### Stored entries
··········

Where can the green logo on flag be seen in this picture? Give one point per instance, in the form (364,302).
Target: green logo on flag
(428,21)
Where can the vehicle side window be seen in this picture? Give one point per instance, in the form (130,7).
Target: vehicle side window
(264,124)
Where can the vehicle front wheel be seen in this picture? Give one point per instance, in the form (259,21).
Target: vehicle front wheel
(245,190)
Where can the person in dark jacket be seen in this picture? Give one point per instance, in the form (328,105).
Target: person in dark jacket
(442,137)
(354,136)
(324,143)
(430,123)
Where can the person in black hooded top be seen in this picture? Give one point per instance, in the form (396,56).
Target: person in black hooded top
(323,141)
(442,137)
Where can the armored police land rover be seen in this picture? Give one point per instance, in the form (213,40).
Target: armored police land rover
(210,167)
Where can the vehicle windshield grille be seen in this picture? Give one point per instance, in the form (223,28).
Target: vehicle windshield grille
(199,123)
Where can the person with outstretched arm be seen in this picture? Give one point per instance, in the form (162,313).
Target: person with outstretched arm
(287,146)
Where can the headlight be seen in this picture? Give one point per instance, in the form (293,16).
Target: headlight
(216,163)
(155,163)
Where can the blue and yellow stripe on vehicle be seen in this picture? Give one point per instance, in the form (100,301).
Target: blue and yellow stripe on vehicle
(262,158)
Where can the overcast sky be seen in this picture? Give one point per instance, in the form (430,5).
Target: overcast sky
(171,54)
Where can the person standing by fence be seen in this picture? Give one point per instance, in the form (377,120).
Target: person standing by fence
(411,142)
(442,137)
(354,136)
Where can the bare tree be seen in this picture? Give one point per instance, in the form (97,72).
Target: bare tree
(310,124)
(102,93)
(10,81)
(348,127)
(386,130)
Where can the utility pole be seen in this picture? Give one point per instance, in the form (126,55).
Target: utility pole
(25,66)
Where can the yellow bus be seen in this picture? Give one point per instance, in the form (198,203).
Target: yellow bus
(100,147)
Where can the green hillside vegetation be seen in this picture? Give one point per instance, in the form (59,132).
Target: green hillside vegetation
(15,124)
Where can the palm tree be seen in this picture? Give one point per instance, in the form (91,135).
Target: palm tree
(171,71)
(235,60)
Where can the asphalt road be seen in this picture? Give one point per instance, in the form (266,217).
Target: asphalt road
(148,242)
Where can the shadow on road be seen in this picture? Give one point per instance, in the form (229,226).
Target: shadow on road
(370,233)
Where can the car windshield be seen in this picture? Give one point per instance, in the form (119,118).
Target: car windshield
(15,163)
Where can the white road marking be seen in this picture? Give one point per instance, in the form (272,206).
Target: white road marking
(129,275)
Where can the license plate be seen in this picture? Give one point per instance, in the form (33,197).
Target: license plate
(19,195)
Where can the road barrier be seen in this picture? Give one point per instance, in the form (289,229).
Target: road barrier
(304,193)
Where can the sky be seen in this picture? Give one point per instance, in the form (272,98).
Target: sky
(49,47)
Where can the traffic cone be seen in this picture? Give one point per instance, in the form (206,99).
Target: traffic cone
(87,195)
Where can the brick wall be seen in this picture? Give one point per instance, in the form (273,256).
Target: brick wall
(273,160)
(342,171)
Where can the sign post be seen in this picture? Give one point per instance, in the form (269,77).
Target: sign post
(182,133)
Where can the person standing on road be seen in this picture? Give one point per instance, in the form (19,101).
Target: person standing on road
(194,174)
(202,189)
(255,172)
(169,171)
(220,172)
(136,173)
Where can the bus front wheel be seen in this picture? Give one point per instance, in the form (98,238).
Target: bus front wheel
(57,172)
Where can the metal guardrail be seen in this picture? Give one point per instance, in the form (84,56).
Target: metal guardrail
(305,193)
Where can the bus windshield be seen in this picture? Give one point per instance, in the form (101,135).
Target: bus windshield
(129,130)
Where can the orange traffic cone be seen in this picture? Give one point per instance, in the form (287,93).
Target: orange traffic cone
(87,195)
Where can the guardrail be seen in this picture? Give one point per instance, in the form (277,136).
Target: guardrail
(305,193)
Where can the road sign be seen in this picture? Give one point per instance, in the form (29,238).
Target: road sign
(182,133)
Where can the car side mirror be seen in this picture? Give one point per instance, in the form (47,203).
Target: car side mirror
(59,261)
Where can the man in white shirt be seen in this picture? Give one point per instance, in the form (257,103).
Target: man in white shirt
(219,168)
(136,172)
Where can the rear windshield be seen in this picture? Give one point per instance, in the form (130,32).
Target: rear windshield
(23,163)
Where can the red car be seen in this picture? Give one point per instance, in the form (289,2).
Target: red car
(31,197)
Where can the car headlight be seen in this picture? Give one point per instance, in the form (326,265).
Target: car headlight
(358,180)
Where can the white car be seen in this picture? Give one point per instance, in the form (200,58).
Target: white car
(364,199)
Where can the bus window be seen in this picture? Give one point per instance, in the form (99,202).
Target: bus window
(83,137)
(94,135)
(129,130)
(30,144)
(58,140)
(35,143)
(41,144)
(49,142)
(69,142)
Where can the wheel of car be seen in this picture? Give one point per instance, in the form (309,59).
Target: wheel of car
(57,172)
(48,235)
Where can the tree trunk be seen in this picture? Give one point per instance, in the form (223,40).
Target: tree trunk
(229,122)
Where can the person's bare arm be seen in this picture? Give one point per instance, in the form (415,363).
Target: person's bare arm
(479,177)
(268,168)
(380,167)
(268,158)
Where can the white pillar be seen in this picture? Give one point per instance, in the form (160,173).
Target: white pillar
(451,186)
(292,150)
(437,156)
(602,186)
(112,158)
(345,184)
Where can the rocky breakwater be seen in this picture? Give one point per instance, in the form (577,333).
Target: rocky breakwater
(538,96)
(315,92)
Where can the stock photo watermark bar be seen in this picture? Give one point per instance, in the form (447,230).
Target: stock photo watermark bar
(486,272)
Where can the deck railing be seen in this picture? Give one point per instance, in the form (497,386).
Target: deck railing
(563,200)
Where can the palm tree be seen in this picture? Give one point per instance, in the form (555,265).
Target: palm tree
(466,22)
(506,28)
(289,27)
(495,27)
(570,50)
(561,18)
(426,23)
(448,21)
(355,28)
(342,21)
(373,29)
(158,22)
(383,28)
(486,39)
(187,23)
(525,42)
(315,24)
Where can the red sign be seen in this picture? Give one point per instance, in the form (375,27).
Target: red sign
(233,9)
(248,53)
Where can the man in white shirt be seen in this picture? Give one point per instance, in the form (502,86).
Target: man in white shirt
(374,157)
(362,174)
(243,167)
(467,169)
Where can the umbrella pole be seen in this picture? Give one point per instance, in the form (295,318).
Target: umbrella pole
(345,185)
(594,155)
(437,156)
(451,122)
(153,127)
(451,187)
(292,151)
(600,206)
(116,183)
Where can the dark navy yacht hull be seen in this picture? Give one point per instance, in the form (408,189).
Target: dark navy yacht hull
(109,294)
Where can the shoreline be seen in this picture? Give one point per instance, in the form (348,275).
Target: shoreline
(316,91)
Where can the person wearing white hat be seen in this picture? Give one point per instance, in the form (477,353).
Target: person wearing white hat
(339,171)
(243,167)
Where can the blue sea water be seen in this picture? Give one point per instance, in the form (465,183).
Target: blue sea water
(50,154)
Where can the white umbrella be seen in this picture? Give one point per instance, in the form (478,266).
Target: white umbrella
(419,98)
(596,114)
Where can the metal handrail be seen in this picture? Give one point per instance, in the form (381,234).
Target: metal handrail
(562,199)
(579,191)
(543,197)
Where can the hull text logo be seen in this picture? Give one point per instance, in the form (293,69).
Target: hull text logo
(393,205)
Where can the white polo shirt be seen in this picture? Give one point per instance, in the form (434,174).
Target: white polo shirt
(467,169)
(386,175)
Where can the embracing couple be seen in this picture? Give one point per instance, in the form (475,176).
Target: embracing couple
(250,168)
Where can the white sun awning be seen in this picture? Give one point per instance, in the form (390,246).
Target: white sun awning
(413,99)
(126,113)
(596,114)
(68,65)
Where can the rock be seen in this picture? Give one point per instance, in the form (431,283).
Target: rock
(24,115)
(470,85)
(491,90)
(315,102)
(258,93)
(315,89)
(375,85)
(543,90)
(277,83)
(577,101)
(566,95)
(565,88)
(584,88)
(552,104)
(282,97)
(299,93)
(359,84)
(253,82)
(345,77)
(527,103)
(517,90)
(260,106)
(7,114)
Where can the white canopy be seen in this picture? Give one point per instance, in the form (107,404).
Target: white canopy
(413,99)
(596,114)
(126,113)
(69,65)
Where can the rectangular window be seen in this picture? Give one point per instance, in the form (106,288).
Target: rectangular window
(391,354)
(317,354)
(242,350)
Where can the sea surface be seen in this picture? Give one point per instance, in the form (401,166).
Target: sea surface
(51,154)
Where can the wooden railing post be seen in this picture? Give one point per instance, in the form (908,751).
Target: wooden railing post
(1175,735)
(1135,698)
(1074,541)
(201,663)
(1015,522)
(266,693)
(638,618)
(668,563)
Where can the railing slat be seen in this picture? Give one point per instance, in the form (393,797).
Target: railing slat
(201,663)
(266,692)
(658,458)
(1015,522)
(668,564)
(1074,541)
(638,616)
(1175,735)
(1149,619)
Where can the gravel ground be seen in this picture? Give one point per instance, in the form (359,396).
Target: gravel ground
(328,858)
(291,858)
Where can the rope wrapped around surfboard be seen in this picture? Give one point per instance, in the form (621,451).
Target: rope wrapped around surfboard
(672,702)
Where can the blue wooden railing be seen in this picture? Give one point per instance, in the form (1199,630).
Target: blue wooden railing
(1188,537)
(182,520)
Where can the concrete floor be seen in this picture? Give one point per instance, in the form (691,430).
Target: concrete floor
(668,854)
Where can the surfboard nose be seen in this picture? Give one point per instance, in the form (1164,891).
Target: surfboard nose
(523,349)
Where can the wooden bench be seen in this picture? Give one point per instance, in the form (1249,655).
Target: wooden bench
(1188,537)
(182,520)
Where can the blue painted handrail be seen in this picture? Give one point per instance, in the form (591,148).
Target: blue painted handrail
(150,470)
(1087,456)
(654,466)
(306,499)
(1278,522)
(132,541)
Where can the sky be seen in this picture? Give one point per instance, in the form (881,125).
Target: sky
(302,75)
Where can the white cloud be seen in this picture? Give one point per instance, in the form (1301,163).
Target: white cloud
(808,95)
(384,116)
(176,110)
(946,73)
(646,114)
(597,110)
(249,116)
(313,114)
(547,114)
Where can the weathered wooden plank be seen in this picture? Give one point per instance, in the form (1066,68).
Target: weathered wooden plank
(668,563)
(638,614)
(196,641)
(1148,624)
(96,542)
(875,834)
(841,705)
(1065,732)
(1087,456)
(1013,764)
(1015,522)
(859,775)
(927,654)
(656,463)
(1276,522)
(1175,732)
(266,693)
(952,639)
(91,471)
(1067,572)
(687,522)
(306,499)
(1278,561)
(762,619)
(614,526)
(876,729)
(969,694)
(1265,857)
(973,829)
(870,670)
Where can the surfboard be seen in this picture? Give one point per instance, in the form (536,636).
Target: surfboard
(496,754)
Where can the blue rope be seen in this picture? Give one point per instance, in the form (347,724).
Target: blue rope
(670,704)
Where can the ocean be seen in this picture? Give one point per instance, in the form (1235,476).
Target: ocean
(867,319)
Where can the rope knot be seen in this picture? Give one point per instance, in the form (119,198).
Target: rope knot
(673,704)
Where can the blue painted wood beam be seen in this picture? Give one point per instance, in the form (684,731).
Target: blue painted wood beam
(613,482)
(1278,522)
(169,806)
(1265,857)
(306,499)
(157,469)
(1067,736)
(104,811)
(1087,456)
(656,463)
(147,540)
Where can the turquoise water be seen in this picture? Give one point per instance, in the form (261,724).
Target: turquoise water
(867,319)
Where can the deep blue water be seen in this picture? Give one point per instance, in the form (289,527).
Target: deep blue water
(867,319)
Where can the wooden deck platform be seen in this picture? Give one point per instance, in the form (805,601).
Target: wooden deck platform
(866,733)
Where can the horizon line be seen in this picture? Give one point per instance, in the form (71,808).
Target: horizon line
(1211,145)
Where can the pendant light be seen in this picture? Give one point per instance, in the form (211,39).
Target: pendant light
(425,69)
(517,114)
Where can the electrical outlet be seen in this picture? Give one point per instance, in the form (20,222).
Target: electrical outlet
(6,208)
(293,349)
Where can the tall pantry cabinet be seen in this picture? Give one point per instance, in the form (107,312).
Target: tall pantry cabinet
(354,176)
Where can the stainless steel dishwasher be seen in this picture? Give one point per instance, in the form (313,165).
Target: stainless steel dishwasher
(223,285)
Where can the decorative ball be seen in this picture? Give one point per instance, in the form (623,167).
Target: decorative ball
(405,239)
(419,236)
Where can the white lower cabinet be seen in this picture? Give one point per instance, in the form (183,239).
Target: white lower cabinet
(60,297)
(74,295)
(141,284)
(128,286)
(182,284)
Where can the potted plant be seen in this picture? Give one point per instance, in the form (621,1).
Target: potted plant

··········

### TASK TO COMPLETE
Check each line above for the word "potted", and give only the number of lines that contain it.

### ANSWER TO THE PROBLEM
2